>>

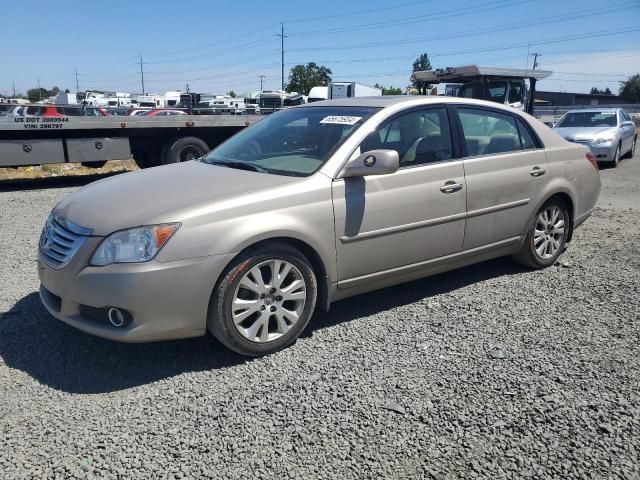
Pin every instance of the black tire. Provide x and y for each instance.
(616, 157)
(183, 150)
(94, 164)
(632, 152)
(528, 255)
(147, 157)
(220, 322)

<<

→ **Task statement**
The pictures should not be reproduced; quote all of the other material exactly.

→ **Expected answer**
Pin every instance of the black tire. Provide x and y for each instance.
(616, 157)
(183, 150)
(94, 164)
(632, 152)
(528, 255)
(147, 157)
(220, 322)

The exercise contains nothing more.